* [What is being asked]: Format the entries below as a two-column CSV with the header row entry_text,answer. Give one row per entry, with the entry's text and its answer each in a single double-quoted field and any line breaks in them replaced by spaces.

* [Input material]:
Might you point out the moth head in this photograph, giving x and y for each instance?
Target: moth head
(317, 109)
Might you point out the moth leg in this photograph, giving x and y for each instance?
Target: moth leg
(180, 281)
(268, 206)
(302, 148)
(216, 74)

* [Response to this task]:
entry_text,answer
"Might you point out the moth head in this photograph, giving x and y for each instance? Target: moth head","(317, 109)"
"Might you point out the moth leg in this photograph, giving x and y for each instance? Target: moth leg","(180, 281) (268, 206) (302, 148) (216, 74)"